• [Your task]:
Repeat every line of the data exactly; the pictures stay out.

*** Source data Section Begins ***

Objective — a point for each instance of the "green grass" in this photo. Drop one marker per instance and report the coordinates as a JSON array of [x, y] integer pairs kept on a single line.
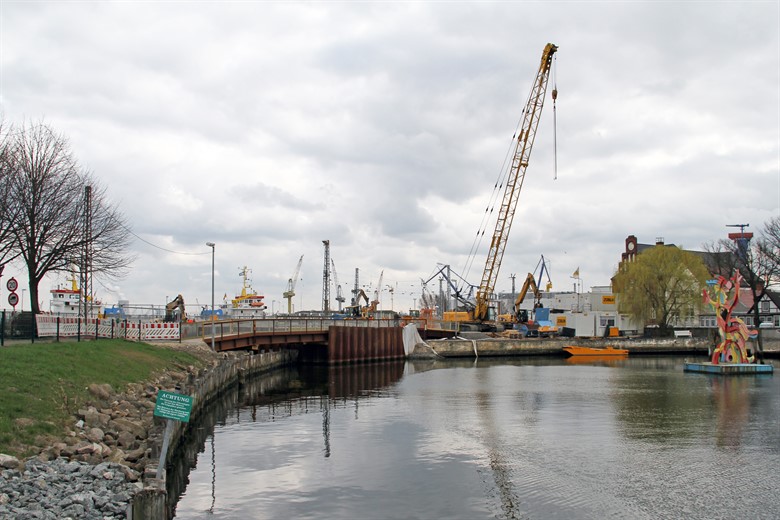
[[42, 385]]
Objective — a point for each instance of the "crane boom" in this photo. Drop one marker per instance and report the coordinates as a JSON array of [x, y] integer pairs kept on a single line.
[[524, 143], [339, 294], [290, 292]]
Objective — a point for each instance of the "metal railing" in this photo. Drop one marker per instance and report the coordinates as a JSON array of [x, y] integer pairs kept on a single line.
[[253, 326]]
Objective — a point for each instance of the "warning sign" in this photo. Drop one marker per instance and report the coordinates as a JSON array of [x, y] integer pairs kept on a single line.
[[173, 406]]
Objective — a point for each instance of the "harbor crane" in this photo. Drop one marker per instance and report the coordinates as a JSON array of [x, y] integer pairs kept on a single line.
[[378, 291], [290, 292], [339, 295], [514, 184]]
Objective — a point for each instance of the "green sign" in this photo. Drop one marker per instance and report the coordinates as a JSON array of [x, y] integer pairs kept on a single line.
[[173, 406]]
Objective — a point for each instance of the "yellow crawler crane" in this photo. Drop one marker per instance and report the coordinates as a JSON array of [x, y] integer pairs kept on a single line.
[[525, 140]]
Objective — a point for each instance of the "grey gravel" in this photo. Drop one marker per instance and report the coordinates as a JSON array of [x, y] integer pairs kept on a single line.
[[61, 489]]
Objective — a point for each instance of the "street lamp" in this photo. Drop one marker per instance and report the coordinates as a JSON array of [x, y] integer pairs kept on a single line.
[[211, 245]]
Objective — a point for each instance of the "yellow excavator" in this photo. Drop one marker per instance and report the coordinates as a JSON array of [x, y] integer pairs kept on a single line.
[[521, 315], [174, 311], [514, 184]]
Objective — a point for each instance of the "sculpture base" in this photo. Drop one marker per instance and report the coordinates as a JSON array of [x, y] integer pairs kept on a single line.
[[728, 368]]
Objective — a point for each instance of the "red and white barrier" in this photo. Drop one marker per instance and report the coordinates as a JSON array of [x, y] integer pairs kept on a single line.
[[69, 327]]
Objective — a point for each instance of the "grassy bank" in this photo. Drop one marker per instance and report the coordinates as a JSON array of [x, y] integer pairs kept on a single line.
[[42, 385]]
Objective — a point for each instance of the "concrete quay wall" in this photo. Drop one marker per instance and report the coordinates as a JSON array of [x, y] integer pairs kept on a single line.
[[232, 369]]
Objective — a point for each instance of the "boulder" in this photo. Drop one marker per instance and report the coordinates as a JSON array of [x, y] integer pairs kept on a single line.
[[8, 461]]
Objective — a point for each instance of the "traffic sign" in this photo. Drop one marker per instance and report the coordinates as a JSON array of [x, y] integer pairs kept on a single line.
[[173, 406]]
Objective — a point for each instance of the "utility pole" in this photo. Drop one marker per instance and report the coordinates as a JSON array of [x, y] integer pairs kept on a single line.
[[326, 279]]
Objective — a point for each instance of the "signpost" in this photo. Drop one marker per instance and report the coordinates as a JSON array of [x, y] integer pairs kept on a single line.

*** Source data Section Ends ***

• [Expected answer]:
Objective — a point for each instance of the "green grass" in this photo. Drop one marker per instance and report the coordinates as a JSON array of [x, y] integer pairs kept on a single line.
[[42, 385]]
Objective — a point for each instance of the "crane boom" in this photo. Drop one marker per instance and report the coordinates as a JSON array of [x, y] integer pairs kept on a single line.
[[524, 143], [339, 294], [290, 292]]
Objective — a point for each instance of the "metal railing" in this photo. Drop one marker per instance and report the coordinates as a JSON array of [x, y] integer pairs kept on a single line.
[[253, 326]]
Objective — a point for each instance of the "warning sign" in this photo. Drop one marker per instance and report the coordinates as a JSON array of [x, y] integer pairs kept on a single line.
[[173, 406]]
Objective — a point for each instance of the "harbor crane" in this photo. Drop one marker per instance and report the coordinates as a JSON array of [x, y] integer pairs kept on a single line.
[[378, 291], [290, 292], [339, 295], [514, 184]]
Objective — a point for each instance of the "green sign" in this photo. Drop one marker per instance and report the coordinates as a JSON array of [x, y] integer pairs kept on a single line.
[[173, 406]]
Objective — a point for each instance of the "yellow crawler crane" in this photo. Drop one marker per instance and report the coordinates as a JSON array of [x, y] integer pairs kept on a single line.
[[525, 140]]
Objective — a point for each instance of the "grey gravel" in this photo. Drop one marker per instance and report the coordinates as a JSON array of [x, y] integer pairs kept on a single line.
[[61, 489]]
Objective — a point for each instance of the "street lamp" in this photo. Drop one marker per instance and report the coordinates as a JSON array of [x, y] integer pairs kept on a single line.
[[211, 245]]
Objective — a point for each instance of the "yellow excavator" in this photo. Drop one marker per instance and report the coordinates as a JSON array of [x, y] integer pairs kept on a single line.
[[521, 315], [174, 311], [514, 184]]
Objective — a point for each instance of the "sculpture base" in this photo. Drop one marker per instance and report the coordinates as a JSON array of [x, y] integer pairs kept on a single line.
[[728, 368]]
Objective — a point for each instance of the "red and white barrier" in this photo. Drop one marker per instance and report the coordinates as a JSON array of [x, y] integer pairs kept on a single line.
[[69, 327]]
Objective — a point for each instance of the "grassy bank" in this photo. Drop one marker per instance and report the coordinates as a JSON array of [x, y] integer pairs kept on a single line.
[[42, 385]]
Objective — a point for each instance of the "concrete quay wall" in this photo. Drop one marker per instance and report the coordinates as a JSON array of [x, y] integer pairs kept on a single line.
[[232, 369]]
Objective — a point for each instance of the "boulder" in this photo. Drop one marker per instance and report the coordinates as a JSON array of [x, y] integer pairs kept on a single line.
[[8, 461]]
Objective — a point for each instance of the "traffic sign" in this photo. Drop one marker per instance and report the coordinates as a JSON array of [x, y] integer pairs kept on a single line.
[[173, 406]]
Objective — a point for each instance of the "utility pole" in this photo. Drop one marker per instance and report the coordinates as a JSON array of [x, y] integer pairs kept on a single line.
[[326, 279]]
Objective — a point for each instance of the "signpost" in this photo. Drop one marker per instance and report the coordinates as a JSON array of [x, y] integer pairs kept on a single line.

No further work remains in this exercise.